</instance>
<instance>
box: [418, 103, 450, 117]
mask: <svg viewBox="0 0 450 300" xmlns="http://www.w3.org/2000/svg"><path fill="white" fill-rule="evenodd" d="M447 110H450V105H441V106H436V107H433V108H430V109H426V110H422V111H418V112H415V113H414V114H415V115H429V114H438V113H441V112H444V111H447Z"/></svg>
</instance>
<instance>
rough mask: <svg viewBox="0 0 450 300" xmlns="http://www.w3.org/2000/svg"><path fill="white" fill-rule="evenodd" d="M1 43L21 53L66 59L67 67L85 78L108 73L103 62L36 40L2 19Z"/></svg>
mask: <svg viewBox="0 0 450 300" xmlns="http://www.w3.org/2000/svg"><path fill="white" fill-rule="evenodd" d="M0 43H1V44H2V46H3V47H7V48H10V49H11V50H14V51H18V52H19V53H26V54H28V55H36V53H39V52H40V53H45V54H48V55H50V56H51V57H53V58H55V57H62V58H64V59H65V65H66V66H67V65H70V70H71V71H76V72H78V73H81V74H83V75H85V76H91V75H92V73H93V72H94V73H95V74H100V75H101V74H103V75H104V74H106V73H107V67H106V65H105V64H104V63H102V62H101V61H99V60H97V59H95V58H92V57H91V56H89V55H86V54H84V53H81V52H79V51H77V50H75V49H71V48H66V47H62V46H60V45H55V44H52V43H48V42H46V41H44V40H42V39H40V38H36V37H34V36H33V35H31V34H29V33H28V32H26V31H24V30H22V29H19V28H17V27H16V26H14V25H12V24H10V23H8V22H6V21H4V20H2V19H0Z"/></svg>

◆ **Required work**
Return the line that contains "rough mask: <svg", along with every line after it in the data above, exactly and with nothing else.

◆ **Task response**
rough mask: <svg viewBox="0 0 450 300" xmlns="http://www.w3.org/2000/svg"><path fill="white" fill-rule="evenodd" d="M1 43L21 53L66 59L67 67L85 78L108 73L103 62L36 40L2 19Z"/></svg>
mask: <svg viewBox="0 0 450 300" xmlns="http://www.w3.org/2000/svg"><path fill="white" fill-rule="evenodd" d="M0 43H1V44H2V46H3V47H7V48H10V49H11V50H14V51H18V52H19V53H26V54H28V55H36V53H39V52H40V53H45V54H48V55H50V56H51V57H53V58H55V57H62V58H64V59H65V65H66V66H67V65H70V70H71V71H76V72H78V73H81V74H83V75H85V76H91V75H92V73H93V72H94V73H95V74H100V75H101V74H103V75H104V74H106V73H107V67H106V65H105V64H104V63H102V62H101V61H99V60H97V59H95V58H92V57H91V56H89V55H86V54H84V53H81V52H79V51H77V50H75V49H71V48H66V47H62V46H60V45H55V44H52V43H48V42H46V41H44V40H42V39H40V38H36V37H34V36H33V35H31V34H29V33H28V32H26V31H24V30H22V29H19V28H17V27H16V26H14V25H12V24H10V23H8V22H6V21H4V20H2V19H0Z"/></svg>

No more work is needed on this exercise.